(Stored data entries)

───

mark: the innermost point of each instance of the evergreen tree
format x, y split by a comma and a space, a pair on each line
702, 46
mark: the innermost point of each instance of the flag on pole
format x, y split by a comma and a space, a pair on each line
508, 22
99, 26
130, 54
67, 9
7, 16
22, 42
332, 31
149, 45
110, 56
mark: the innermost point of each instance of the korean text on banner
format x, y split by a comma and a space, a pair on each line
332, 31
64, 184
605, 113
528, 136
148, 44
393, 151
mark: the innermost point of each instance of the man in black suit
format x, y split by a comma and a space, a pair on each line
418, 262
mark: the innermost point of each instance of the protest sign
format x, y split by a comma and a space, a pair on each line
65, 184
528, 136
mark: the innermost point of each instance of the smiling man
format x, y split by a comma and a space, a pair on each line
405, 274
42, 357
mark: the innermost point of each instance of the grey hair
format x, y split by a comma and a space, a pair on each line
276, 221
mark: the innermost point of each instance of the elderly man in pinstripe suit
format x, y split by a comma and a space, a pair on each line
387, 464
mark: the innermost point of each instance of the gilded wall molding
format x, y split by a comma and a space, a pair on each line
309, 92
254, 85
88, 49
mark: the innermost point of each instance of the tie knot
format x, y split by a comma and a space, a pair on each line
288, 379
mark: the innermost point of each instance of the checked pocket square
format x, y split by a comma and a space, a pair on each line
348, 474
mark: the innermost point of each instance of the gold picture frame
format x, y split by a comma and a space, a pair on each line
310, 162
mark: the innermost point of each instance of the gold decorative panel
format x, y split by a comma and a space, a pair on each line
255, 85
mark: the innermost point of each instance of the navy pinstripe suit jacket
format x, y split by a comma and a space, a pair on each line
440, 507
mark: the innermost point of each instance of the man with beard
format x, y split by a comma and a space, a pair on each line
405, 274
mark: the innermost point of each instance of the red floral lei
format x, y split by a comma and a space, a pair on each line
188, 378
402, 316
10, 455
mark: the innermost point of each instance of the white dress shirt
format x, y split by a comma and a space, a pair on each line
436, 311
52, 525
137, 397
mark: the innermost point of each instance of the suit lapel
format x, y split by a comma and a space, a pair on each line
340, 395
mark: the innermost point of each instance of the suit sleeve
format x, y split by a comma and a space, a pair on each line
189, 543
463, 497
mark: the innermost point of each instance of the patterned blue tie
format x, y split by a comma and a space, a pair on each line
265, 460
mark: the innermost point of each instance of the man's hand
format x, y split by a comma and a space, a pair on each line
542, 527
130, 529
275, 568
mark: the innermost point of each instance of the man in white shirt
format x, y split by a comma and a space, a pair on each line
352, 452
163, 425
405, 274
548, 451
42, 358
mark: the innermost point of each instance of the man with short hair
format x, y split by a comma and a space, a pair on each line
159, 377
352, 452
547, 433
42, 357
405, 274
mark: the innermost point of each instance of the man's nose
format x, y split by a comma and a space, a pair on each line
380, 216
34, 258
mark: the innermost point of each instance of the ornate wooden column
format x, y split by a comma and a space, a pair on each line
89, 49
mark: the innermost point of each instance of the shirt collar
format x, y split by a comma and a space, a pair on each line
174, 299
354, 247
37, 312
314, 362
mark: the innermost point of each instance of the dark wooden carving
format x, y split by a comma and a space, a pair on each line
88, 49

───

# THE TASK
Return precisely the lines of the records, starting with the line that holds "mark: the innermost point of each instance of the dark" and ending with the last one.

# RESPONSE
mark: the innermost point of each instance of the dark wooden carving
format x, y split by a comma and a space, a pair on each line
88, 49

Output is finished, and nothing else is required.